- [AUFGABENSTELLUNG]:
Prüfen Sie bitte, ob die Aussagen (a), (b) und (c) mit dem Übungstext übereinstimmen, und belegen Sie jedes Ja oder Nein mit einem wörtlichen Zitat.
(a) Die deutschsprachige Schule ist wegen der Lage geschlossen.
(b) Zum Flughafen fahren keine Taxis und Busse mehr.
(c) Der Ministerpräsident darf fünf Jahre lang kein politisches Amt übernehmen.

- [ÜBUNGSTEXT]:
Uns geht es gut, außer dass wir natürlich auch angespannt sind und gespannt, wie es weiter geht hier und wer nun endlich den Knoten einmal lösen wird. Politisch ist die Situation kompliziert und auch unübersichtlich für uns Ausländer. Da kämpfen viele Parteien und Seiten und einflussreiche Persönlichkeiten gegeneinander. Bei den Deutschen, die hier leben, überlegt sich dennoch wohl niemand, das Land etwa zu verlassen. Die deutschsprachige Schule mit 236 Schülern ist geöffnet und kann ganz normal arbeiten. Wir hatten am Sonntag in Pattaya (140 km südlich von Bangkok) einen schönen Gottesdienst, zu dem uns eine große Gruppe unserer Gemeinde aus Bangkok begleitet hat. Nach dem Gottesdienst gingen wir zum gemeinsamen Mittagessen und anschließend noch in einen wunderschönen botanischen Garten.
 
Vorgestern war ich zur Mittagszeit am und im Flughafen wie auch schon am letzten Freitag. Dabei konnte ich auch einige Fotos machen, die mehr sagen als 1000 Worte. Sie zeigen, dass auch ein Weltflughafen zu einem Campingplatz umfunktioniert werden kann. Weit und breit sah ich keinen Polizisten und natürlich auch keine Fluggäste mehr. Und kein einziges Taxi und kein Bus fahren mehr zum Flughafen. Auch die Flughafenangestellten sind alle weg. Niemand plündert dort oder macht etwas kaputt. Im Gegenteil: Es wird geputzt und gekocht und jede Zigarettenkippe eingesammelt. „Wir sind gute Demonstranten und kämpfen gegen die Korruption!“ In den Hotels der Stadt warten inzwischen über 300.000 Touristen auf ihren Rück- oder Weiterflug. Dass so etwas möglich ist, hätten wir vor einer Woche nicht geglaubt.
 
Zu Weihnachten möchten uns unsere Töchter aus Deutschland besuchen kommen. Hoffentlich ist bis dahin am Flughafen wieder Normalität zugelassen. Politisch werden wir aber noch länger auf eine große Lösung warten müssen.
 
Gestern sind nun wie erwartet die regierende People Power Party (PPP) und zwei Koalitionsparteien vom obersten Gericht wegen Wahlbetrugs (Wählerstimmen wurden gekauft) aufgelöst worden. Damit muss auch der Ministerpräsident Somchai Wongsawat zurücktreten. Er darf fünf Jahre lang kein politisches Amt mehr übernehmen. So hat die Opposition zunächst ihre wichtigsten Ziele erreicht. Aber was kommt nun? Am kommenden Freitag (5. Dezember) wird der König 81 Jahre alt, und Thailand feiert den Vatertag. Wie wird sich der König verhalten und wird er bald sein Schweigen beenden?

[Bereichsbeschreibungen in natürlicher Sprache]
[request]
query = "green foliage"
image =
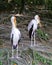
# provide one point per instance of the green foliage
(42, 34)
(42, 59)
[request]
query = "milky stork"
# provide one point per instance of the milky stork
(15, 36)
(32, 27)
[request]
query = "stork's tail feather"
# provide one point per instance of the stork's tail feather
(30, 31)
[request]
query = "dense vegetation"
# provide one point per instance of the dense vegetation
(10, 4)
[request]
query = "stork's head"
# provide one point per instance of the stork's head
(13, 20)
(37, 18)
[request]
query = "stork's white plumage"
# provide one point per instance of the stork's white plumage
(32, 27)
(15, 36)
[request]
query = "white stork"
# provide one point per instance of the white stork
(15, 36)
(32, 27)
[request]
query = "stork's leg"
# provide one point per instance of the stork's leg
(31, 41)
(34, 40)
(12, 52)
(17, 52)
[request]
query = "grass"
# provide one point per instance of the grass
(42, 59)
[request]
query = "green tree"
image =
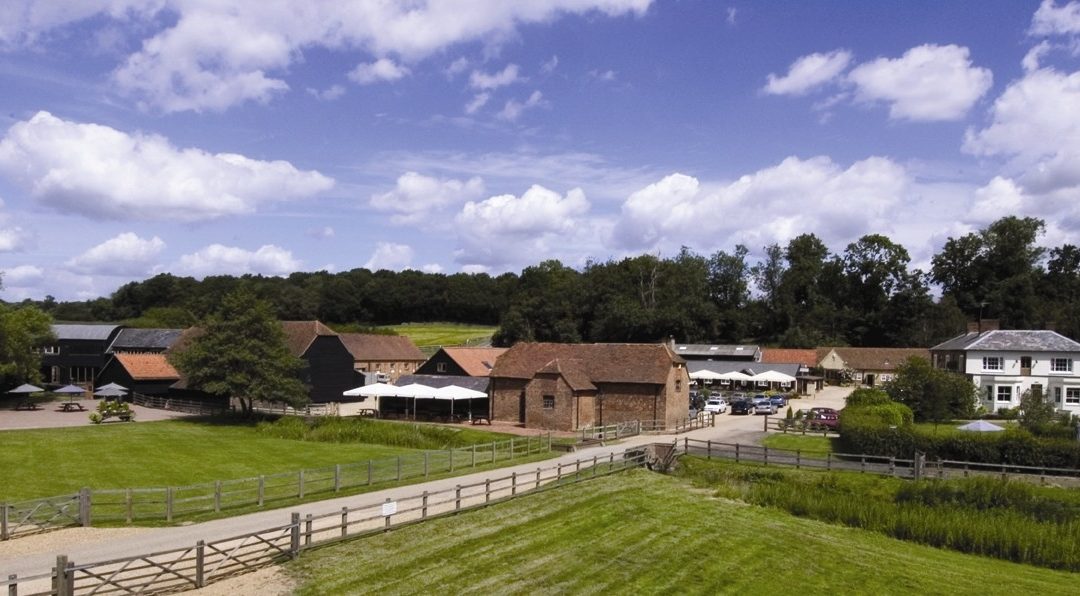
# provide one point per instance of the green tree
(240, 352)
(22, 329)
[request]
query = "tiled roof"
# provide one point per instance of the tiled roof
(709, 351)
(99, 333)
(300, 334)
(146, 339)
(630, 363)
(476, 362)
(147, 367)
(1017, 340)
(372, 347)
(874, 359)
(475, 383)
(779, 355)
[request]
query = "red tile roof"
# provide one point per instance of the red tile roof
(373, 347)
(148, 367)
(628, 363)
(780, 355)
(476, 362)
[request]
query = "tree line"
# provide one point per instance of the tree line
(799, 295)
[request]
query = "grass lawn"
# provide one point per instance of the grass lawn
(808, 444)
(426, 335)
(642, 532)
(58, 461)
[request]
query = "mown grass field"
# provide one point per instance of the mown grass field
(57, 461)
(640, 532)
(433, 335)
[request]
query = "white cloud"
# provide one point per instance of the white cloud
(125, 255)
(1036, 123)
(477, 102)
(230, 260)
(104, 173)
(809, 72)
(550, 66)
(769, 205)
(507, 229)
(495, 80)
(328, 94)
(23, 275)
(1051, 19)
(218, 54)
(382, 69)
(513, 109)
(927, 83)
(417, 195)
(390, 256)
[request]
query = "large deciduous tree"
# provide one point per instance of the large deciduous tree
(240, 352)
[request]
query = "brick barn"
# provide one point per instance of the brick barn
(566, 387)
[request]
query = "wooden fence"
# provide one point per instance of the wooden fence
(171, 503)
(205, 563)
(916, 468)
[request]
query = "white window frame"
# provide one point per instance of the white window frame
(1061, 365)
(1075, 397)
(1000, 390)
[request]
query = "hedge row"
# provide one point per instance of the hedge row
(1016, 447)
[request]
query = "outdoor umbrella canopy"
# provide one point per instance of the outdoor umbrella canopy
(981, 427)
(705, 375)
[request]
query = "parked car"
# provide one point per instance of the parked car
(742, 406)
(827, 418)
(764, 406)
(716, 405)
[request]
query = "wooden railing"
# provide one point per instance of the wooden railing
(204, 563)
(171, 503)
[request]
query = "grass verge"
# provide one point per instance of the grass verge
(640, 532)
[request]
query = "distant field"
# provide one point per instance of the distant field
(640, 532)
(433, 335)
(57, 461)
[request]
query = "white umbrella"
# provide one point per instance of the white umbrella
(705, 375)
(981, 427)
(454, 393)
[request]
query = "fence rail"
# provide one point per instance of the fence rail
(916, 468)
(204, 563)
(171, 503)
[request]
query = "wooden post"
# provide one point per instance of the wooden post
(201, 564)
(84, 502)
(294, 536)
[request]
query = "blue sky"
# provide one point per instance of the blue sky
(232, 136)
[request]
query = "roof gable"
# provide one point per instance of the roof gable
(147, 367)
(628, 363)
(374, 347)
(476, 362)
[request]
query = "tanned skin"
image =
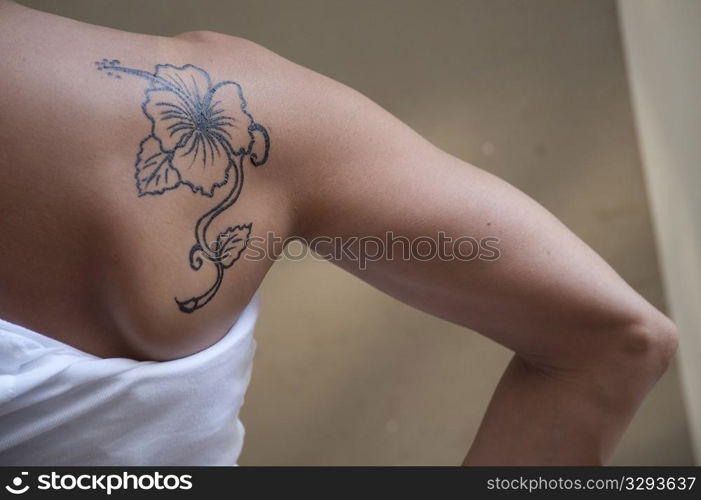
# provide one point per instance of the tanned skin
(90, 262)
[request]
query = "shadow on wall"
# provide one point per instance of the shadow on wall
(533, 92)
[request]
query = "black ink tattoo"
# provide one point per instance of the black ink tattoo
(201, 133)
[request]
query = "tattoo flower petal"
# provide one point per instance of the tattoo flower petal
(200, 136)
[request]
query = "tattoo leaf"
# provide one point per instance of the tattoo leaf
(232, 242)
(201, 133)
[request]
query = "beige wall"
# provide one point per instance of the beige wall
(533, 91)
(663, 41)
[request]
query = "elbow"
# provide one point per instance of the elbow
(650, 343)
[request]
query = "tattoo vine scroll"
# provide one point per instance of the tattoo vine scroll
(201, 135)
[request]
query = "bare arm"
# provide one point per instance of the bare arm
(587, 346)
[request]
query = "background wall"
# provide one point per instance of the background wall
(533, 91)
(662, 41)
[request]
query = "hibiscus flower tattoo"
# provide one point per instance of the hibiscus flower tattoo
(201, 136)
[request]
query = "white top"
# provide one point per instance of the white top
(63, 406)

- [ANTWORTFELD]:
(a) Nein: „Die deutschsprachige Schule mit 236 Schülern ist geöffnet und kann ganz normal arbeiten.“
(b) Ja: „Und kein einziges Taxi und kein Bus fahren mehr zum Flughafen.“
(c) Ja: „Er darf fünf Jahre lang kein politisches Amt mehr übernehmen.“